What the exercise asks:
Find the line that contains "Objective — one marker per instance of the white cruise" and print it and every line after it, exactly, please.

▽

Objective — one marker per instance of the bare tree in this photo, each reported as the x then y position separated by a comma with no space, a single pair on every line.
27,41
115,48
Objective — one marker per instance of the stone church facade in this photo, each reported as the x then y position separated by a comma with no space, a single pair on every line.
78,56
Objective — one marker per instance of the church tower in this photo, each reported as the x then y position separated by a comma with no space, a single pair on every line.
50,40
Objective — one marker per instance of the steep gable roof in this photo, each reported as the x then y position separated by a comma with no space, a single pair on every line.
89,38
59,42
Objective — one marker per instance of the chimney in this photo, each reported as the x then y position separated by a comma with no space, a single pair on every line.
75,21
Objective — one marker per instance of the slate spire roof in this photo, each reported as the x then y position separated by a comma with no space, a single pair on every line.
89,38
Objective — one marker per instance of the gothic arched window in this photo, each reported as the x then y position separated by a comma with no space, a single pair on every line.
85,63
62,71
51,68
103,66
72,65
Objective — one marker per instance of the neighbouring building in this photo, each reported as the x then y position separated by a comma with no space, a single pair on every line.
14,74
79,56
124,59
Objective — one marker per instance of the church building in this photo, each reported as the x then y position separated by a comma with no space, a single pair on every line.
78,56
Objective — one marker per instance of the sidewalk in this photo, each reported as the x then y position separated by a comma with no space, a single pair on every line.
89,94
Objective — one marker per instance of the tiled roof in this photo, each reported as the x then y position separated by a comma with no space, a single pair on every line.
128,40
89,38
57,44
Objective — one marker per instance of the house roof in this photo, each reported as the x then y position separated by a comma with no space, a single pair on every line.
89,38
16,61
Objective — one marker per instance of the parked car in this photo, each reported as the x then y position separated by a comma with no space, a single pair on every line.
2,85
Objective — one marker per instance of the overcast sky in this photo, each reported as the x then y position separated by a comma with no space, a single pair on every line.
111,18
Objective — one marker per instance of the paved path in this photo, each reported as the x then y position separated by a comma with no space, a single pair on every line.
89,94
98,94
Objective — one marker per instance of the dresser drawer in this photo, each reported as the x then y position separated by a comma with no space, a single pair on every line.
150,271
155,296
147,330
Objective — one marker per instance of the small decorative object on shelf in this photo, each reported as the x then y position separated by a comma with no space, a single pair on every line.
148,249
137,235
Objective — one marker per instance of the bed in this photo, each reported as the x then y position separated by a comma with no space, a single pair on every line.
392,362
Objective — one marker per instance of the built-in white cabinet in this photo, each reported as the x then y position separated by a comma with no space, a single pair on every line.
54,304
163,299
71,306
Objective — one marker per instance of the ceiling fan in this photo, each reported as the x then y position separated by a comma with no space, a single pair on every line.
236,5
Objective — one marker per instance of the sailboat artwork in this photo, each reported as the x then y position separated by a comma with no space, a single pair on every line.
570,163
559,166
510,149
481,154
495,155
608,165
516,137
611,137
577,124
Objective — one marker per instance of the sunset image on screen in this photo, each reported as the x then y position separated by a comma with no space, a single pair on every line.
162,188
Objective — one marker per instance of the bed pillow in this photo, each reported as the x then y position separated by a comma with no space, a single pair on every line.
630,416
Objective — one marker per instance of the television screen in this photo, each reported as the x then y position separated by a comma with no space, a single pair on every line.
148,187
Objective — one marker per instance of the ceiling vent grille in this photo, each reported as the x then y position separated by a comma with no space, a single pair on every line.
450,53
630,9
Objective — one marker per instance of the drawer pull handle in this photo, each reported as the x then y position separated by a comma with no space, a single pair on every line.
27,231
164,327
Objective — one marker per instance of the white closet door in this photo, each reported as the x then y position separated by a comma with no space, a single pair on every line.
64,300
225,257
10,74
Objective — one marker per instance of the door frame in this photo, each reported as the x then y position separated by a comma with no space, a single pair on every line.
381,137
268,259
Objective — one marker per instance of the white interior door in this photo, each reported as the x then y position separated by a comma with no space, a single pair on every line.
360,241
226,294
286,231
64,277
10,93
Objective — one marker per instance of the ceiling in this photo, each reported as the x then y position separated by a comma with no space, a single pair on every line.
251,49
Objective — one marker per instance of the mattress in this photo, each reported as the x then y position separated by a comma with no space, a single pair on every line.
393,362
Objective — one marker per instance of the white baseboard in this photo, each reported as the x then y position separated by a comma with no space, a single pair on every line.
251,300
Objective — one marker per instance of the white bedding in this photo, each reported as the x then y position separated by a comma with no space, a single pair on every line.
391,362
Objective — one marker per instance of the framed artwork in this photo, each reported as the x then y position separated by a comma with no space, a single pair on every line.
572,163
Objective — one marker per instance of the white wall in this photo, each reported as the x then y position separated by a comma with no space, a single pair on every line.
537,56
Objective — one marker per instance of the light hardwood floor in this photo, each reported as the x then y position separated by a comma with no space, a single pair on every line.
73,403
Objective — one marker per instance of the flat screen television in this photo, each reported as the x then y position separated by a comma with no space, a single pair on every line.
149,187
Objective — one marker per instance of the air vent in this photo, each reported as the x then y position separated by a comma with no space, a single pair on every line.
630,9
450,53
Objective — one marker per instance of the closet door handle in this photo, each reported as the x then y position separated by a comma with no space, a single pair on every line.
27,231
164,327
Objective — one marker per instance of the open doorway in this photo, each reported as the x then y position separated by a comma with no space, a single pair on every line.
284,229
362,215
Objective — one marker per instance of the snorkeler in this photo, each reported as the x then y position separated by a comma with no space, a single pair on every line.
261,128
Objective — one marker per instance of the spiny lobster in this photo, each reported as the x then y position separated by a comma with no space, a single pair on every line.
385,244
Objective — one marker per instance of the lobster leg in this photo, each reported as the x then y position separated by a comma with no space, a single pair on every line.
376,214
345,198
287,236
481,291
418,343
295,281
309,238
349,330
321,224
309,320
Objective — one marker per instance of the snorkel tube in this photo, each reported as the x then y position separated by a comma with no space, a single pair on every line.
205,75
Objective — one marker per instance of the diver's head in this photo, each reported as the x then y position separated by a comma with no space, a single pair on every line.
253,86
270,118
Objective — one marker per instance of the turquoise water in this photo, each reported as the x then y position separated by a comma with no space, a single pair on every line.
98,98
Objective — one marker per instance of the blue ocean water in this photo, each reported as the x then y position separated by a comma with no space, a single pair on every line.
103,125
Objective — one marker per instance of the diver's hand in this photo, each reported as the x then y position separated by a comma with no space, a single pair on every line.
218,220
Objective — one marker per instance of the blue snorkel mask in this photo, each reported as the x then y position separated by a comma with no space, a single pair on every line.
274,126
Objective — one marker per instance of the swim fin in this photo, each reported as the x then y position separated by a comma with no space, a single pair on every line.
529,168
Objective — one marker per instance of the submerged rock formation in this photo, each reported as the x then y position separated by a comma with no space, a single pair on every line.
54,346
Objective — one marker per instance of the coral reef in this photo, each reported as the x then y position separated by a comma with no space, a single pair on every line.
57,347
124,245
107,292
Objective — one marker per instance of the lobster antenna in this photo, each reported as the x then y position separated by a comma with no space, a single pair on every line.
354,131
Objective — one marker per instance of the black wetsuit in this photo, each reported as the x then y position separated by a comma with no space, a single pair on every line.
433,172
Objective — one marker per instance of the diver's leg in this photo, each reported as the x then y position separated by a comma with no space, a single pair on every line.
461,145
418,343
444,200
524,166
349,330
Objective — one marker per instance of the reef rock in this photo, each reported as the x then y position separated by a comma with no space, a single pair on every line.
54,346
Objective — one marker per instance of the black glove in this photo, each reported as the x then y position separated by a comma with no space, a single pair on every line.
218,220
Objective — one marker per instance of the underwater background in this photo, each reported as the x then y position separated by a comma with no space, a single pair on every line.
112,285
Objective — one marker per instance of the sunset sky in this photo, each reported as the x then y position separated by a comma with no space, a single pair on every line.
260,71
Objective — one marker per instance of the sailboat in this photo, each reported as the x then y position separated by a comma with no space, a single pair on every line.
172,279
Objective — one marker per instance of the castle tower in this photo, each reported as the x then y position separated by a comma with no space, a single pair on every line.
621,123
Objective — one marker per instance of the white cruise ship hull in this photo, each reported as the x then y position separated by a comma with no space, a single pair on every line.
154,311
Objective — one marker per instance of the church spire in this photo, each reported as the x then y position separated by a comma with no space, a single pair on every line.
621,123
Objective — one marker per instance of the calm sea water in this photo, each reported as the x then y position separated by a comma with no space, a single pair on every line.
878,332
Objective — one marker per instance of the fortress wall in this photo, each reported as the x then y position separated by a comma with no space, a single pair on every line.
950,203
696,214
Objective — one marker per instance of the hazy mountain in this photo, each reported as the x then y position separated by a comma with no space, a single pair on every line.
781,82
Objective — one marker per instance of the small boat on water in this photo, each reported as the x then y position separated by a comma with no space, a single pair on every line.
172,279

△

Output:
Objective — one marker per instance of the white cruise ship hull in this photo, each reported as the x then y position separated by a comma with no space, a single pair on every line.
154,311
Objective — one marker per instance of the church spire in this photo, each reported as the x then y position separated by a comma with no space, a single pair on every line.
621,123
Objective — one marker per instance of the calm sea water in this photo, each reported as the x then y position separated by a comma with no space, a single pair on every line.
878,332
Objective — one marker per instance of the fortress wall in this photo, each reported as the x then y position separated by a comma with no space, a single pair on every line.
950,203
696,214
Objective — one marker per instance of the hazy mountain in this photo, each reported as the x then y position separated by a comma with no space, a single pair on every line.
781,82
Objective — one marker per instance of the small boat on water in this photo, each reported as the x then y position separated by a comma with no space, a single pair on every line.
172,279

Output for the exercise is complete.